**Coordinate annotation entries**.

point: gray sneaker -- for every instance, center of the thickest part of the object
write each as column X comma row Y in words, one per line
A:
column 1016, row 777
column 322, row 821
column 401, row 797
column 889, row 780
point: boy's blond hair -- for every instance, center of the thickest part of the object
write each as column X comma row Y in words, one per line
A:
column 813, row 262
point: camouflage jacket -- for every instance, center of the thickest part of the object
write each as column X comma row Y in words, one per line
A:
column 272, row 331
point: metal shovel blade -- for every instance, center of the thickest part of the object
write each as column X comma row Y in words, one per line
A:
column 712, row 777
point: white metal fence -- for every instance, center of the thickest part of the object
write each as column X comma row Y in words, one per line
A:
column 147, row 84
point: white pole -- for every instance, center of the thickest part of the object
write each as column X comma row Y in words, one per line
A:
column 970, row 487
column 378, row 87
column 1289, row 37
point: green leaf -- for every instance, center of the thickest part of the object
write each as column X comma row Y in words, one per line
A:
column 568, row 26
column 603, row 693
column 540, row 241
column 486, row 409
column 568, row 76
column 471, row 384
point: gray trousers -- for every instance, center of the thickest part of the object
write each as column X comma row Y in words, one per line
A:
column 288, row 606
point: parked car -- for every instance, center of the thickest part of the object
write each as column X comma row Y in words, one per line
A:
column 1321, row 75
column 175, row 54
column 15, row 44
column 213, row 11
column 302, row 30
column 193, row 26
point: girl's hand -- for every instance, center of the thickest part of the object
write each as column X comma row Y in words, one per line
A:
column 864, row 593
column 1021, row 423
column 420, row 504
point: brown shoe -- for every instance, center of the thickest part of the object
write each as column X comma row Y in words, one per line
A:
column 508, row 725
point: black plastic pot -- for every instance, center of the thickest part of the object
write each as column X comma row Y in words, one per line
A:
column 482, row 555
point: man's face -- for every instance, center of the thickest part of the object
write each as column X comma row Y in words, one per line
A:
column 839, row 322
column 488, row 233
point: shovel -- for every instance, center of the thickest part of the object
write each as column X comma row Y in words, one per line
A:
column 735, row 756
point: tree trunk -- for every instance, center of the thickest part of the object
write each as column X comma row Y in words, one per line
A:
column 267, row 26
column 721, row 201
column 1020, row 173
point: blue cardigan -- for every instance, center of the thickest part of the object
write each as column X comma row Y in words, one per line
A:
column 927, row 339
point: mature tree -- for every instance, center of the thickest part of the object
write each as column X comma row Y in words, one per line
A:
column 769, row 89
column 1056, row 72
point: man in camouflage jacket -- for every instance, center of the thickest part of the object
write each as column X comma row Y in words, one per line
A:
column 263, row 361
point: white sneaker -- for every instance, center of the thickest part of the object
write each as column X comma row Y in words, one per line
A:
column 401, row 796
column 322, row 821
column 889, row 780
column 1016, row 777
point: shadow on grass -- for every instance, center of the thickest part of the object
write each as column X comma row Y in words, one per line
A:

**WHAT IS EXPECTED**. Pull every line from the items above and reproduce each one verbatim, covering all of them.

**FULL ANSWER**.
point: gray sneaker -- for every instance, center of the thickest part of the object
write each as column X comma row Y in words, one per line
A:
column 1016, row 777
column 322, row 821
column 401, row 797
column 889, row 780
point: boy's blond hair -- for every instance, center of the thickest part of the object
write each as column X comma row Y in words, one per line
A:
column 813, row 262
point: camouflage jacket -- for every instance, center of the thickest part of the object
write each as column X comma row Y in words, one per line
A:
column 272, row 331
point: metal shovel blade -- for every instance, center of the thickest part of the object
write each as column X comma row Y in words, one per line
A:
column 712, row 777
point: white metal fence -- for every instance, center of the thickest part of the object
write each as column X comma row Y in words, one per line
A:
column 147, row 84
point: white pole -- for every instance, center of the thickest part of the object
write each as column X comma row Y in words, one per line
A:
column 970, row 487
column 378, row 87
column 1289, row 37
point: green leaf -- for every instance, center of the thickest part of the object
write each as column X comma row Y in words, one per line
A:
column 568, row 26
column 603, row 693
column 540, row 241
column 486, row 409
column 568, row 76
column 471, row 384
point: gray trousers -- for every instance, center of the thickest part of the object
write each as column X comma row Y in words, one per line
A:
column 288, row 606
point: parked car -- for every instance, center of the thickest part of the object
write each as column X comma row Y in words, one per line
A:
column 1321, row 75
column 175, row 54
column 15, row 44
column 213, row 11
column 302, row 30
column 193, row 26
point: girl's hand -- for every instance, center of the thickest part of the object
write each as column X comma row Y in words, one per line
A:
column 864, row 593
column 1021, row 423
column 420, row 504
point: brown shoe -- for every instance, center of the thickest part of the object
write each as column X comma row Y in words, one per line
A:
column 508, row 725
point: black plastic pot -- for every instance, center of the thickest part of the object
write each as column X comma row Y in words, one per line
A:
column 482, row 555
point: man's face -- for every instance, center of the thickest part of the object
write each as column X comma row Y in words, one per line
A:
column 839, row 322
column 488, row 233
point: shovel -- for every instance, center of the thickest part of the object
write each as column X comma row Y in words, one per line
A:
column 735, row 756
point: tree trunk -- for every instance, center of the thickest part of the object
write each as column X comma row Y in words, one per line
A:
column 267, row 26
column 721, row 201
column 1020, row 173
point: blue cardigan -- for every instance, center of the thickest part of the object
write each as column X comma row Y in words, one per line
A:
column 927, row 339
point: mature tree -- for every instance, center of the thickest part of the object
write each as column X comma row Y in words, one per line
A:
column 769, row 89
column 1056, row 72
point: man in camouflage jacket -- for every instance, center of the thickest part of the object
write each as column X comma row Y in words, one per line
A:
column 263, row 361
point: white sneaker -- for every instance, center of the thickest part of the object
write each as column X comma row Y in words, one per line
A:
column 401, row 796
column 322, row 821
column 889, row 780
column 1016, row 777
point: shadow on grass -- for every instance, center of the thickest part of the object
write each as column X comma row Y in words, one per line
A:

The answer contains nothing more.